Provided data:
◆ ◆ ◆ ◆
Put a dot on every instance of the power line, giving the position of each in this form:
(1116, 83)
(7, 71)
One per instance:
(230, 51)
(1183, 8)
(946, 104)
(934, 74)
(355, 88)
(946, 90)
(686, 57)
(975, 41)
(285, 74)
◆ ◆ ◆ ◆
Work instruction:
An exact transcription of the entries is needed, complete to the final line.

Output below:
Put a dot on every instance of the power line, giving the position of each in this form:
(1116, 83)
(7, 71)
One per instance:
(230, 51)
(1183, 8)
(946, 104)
(934, 74)
(355, 88)
(946, 90)
(686, 57)
(975, 41)
(285, 74)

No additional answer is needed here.